LISTA DE TAREAS:
1. En el texto sobre la adicción al alcohol, convierte en una lista breve el párrafo que empieza con "Según el informe más reciente de la OMS", sin perder sus datos principales.
2. Según el texto sobre la adicción al alcohol, ¿son ciertas estas frases? Responde sí o no a cada una y copia las palabras del texto que lo deciden. (a) Nick llegó a Cadaqués con resaca. (b) Maika vivía en Barcelona. (c) El informe de la OMS citado es de 2020.
3. Sigue escribiendo el texto sobre la adicción al alcohol a partir de su última frase.

BLOQUE DE TEXTO:

════════

Más allá del factor genético, la mayoría de los estudios que tratan de explicar la adicción al alcohol destacan la importancia del entorno: ¿En una familia de alcohólicos, pesa más el gen o el entorno familiar y social?, se cuestiona mi amiga jubilada.

Los mejores amigos de Shakila bebían tanto como ella: Nick, un americano-búlgaro de Nueva York, llegó a Cadaqués con una resaca descomunal, después de haber salido la noche anterior por Barcelona. “¿Te gusta beber?”, fue lo primero que me dijo.  Maika, una “artista” alemana, residente en Mallorca, tenía unos ojos enormes color turquesa que reflejaban ansiedad cada vez que entrabamos en un bar y no había Campari.

Según el informe más reciente de la OMS, de 2018, la Unión Europea es la región del mundo donde más alcohol se bebe, con más de una quinta parte de la población mayor de 15 años admitiendo pasar por “episodios fuertes de bebida“ (cinco o más bebidas en una misma ocasión, o 60gr de alcohol) al menos una vez por semana.

════════

DATOS DE ENTRADA:
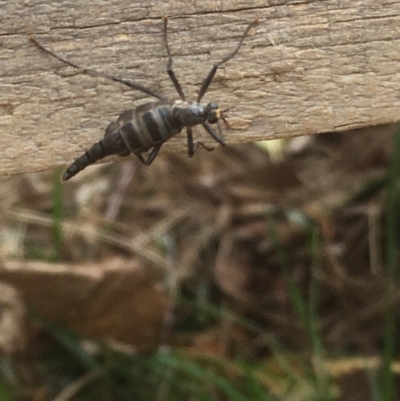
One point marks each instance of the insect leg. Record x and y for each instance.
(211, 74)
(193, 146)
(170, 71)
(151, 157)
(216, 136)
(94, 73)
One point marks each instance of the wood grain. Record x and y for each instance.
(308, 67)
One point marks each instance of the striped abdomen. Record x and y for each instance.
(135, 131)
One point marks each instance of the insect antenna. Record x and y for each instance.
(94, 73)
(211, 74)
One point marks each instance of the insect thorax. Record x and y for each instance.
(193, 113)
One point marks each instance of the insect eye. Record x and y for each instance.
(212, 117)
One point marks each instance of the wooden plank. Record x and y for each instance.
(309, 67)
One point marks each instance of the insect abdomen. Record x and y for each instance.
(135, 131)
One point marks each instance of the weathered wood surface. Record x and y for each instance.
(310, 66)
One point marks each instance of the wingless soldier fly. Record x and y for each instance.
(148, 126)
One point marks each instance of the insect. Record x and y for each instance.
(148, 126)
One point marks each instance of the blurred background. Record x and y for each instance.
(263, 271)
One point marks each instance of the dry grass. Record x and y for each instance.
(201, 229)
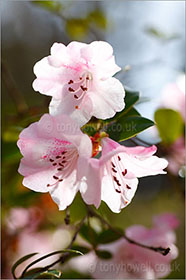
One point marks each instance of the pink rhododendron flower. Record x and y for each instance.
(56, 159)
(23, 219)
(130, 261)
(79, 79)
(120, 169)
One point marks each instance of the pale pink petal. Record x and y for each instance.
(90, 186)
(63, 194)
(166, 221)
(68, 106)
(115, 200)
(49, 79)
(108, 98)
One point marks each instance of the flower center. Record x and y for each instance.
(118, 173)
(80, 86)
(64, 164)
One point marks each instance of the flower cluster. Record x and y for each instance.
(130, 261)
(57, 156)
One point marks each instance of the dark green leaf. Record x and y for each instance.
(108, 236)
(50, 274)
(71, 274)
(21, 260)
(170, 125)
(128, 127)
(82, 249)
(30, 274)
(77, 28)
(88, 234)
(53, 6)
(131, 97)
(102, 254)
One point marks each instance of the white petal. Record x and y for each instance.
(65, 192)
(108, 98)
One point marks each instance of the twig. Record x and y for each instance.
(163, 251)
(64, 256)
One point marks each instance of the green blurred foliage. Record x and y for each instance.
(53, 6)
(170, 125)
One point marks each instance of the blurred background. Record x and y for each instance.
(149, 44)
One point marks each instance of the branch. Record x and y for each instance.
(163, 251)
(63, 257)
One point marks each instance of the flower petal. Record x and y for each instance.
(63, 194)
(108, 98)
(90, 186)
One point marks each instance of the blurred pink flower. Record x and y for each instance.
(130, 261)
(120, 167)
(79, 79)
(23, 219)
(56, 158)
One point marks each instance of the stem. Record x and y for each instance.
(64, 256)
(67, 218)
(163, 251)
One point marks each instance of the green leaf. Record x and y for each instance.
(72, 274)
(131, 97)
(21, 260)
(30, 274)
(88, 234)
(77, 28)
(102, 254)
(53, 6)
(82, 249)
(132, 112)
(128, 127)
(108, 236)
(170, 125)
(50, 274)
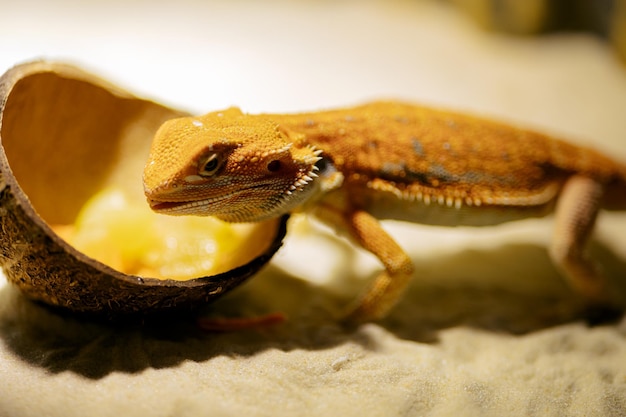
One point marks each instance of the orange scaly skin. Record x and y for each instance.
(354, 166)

════════

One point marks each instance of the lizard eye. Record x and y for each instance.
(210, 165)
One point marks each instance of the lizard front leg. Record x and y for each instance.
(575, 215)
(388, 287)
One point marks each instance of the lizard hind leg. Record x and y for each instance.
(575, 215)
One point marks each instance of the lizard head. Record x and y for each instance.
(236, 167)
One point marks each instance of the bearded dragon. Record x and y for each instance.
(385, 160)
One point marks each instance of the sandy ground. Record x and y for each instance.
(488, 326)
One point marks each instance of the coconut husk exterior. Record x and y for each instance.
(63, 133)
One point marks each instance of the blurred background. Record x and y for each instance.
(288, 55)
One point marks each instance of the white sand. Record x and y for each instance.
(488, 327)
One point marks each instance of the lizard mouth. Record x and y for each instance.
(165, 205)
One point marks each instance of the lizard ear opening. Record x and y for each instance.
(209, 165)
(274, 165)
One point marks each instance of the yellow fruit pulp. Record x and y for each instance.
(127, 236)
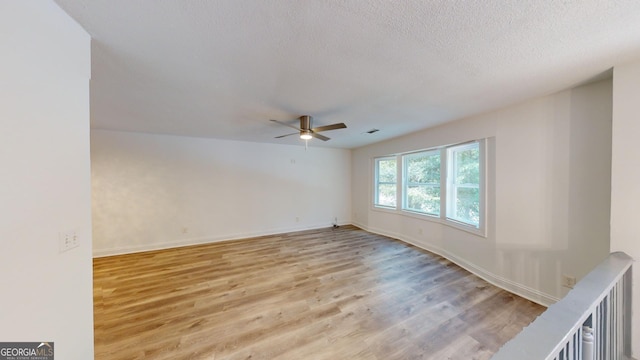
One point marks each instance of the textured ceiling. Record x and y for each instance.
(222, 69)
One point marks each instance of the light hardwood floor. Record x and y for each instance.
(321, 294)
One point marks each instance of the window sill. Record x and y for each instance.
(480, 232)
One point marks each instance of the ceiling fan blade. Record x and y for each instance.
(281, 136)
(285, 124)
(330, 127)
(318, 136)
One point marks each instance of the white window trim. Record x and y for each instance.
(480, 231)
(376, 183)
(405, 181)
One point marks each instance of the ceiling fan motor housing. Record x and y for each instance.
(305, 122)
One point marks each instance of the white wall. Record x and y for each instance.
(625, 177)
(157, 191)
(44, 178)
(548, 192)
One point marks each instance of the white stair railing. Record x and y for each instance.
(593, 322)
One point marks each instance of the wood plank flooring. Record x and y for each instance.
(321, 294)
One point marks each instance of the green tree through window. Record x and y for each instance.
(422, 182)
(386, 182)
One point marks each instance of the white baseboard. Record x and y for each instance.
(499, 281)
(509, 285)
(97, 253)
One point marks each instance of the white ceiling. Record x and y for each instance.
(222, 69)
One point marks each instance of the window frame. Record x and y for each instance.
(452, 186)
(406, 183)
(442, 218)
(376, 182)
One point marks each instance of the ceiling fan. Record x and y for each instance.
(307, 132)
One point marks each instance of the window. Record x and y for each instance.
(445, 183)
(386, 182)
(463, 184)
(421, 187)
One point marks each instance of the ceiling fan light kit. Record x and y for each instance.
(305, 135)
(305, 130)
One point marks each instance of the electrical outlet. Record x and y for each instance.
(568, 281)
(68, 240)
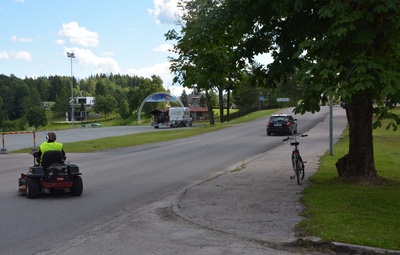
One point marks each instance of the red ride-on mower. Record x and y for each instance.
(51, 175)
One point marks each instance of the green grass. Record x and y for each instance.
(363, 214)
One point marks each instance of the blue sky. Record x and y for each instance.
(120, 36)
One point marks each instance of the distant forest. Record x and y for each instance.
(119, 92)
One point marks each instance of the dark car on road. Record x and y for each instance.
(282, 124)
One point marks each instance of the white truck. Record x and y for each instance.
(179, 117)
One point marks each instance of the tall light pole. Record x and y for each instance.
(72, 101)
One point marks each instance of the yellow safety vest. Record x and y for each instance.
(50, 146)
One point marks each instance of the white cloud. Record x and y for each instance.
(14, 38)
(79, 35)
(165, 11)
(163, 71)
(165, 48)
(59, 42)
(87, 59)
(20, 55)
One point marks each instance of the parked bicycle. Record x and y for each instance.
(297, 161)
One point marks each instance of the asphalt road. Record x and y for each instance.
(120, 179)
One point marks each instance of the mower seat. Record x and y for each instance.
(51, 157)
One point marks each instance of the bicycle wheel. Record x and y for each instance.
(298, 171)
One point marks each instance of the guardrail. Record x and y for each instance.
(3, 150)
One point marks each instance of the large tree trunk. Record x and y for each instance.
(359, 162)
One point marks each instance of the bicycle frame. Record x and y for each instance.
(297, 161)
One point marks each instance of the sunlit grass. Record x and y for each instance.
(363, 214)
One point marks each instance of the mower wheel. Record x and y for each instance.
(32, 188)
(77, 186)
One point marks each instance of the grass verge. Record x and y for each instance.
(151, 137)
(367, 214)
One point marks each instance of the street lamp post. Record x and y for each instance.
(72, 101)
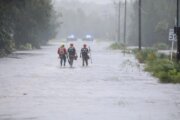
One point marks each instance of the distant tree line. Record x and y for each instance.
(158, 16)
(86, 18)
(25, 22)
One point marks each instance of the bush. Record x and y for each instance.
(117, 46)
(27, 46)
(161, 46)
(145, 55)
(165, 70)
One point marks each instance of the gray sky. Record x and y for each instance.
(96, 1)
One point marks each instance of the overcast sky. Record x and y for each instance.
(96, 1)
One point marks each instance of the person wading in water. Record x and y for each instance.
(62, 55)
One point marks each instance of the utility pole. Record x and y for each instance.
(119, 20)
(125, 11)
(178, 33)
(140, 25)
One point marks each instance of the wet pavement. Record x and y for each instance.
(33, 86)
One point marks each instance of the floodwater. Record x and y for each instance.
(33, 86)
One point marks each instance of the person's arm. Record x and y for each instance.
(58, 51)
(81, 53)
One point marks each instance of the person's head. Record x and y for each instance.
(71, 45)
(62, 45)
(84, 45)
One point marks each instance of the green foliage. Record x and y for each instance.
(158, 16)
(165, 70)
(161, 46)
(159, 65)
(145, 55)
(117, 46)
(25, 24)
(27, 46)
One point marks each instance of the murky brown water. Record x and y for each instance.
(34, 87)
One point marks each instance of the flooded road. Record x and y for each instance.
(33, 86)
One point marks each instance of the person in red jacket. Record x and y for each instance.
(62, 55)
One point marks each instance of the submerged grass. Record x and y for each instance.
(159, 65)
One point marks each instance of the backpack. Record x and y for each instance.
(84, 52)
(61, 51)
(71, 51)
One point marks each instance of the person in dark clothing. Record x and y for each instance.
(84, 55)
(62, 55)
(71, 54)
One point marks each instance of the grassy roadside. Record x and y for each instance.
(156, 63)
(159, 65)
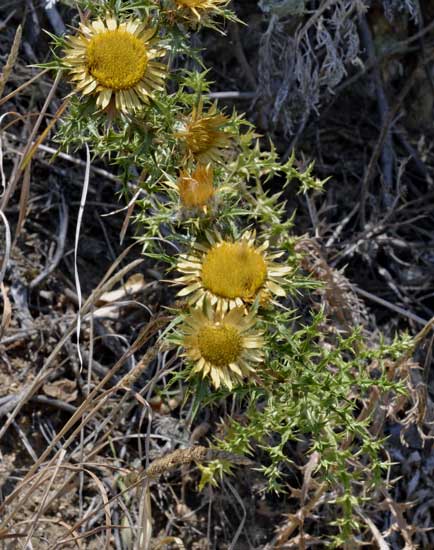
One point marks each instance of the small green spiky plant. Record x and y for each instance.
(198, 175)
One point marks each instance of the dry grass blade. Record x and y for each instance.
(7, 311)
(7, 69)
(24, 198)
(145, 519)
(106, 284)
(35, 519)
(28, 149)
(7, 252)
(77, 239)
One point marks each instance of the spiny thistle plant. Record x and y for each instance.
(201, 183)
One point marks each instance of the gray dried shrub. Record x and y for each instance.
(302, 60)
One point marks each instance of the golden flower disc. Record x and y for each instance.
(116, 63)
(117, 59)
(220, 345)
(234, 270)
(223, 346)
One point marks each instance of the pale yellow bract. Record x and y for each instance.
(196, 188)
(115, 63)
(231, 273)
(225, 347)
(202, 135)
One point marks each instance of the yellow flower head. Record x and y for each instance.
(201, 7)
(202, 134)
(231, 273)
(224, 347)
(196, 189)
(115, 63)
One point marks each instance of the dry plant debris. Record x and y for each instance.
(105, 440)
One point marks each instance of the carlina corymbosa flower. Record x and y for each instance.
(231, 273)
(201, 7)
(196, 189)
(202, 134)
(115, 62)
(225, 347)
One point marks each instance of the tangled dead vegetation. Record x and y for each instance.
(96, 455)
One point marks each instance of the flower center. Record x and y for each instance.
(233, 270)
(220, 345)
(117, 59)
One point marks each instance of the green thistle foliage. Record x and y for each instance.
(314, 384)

════════

RESULTADOS DEL EJERCICIO:
1.
- Fuente: el informe más reciente de la OMS, de 2018.
- La Unión Europea es la región del mundo donde más alcohol se bebe.
- Más de una quinta parte de la población mayor de 15 años admite pasar por "episodios fuertes de bebida" al menos una vez por semana.
- Un episodio así supone cinco o más bebidas en una misma ocasión, o 60 gr de alcohol.

2.
(a) Sí: "llegó a Cadaqués con una resaca descomunal".
(b) No: "residente en Mallorca".
(c) No: "de 2018".

3.
Aunque las ratios de mortalidad relacionada con el alcohol (cáncer, cirrosis, problemas cardiovasculares) han bajado, el elevado nivel de consumo sigue siendo preocupante, según la OMS. Especialmente, por sus efectos colaterales en la sociedad: violencia doméstica, aislamiento social, accidentes de tráfico…

“Hay países, como Reino Unido o Canadá, que han apostado por programas de reducción del daño: enseñan al alcohólico a “beber mejor” (bebe siempre junto a una comida, no conduzcas si bebes...), dando a entender que el alcoholismo es un problema de todos”, dice la epidemióloga. En cambio, en España se ha seguido el modelo estadounidense, más punitivo: “O te lo montas con Alcohólicos Anónimos, o te vas a prisión directo si tienes un accidente bebido”, dejando al alcohólico bastante desamparado.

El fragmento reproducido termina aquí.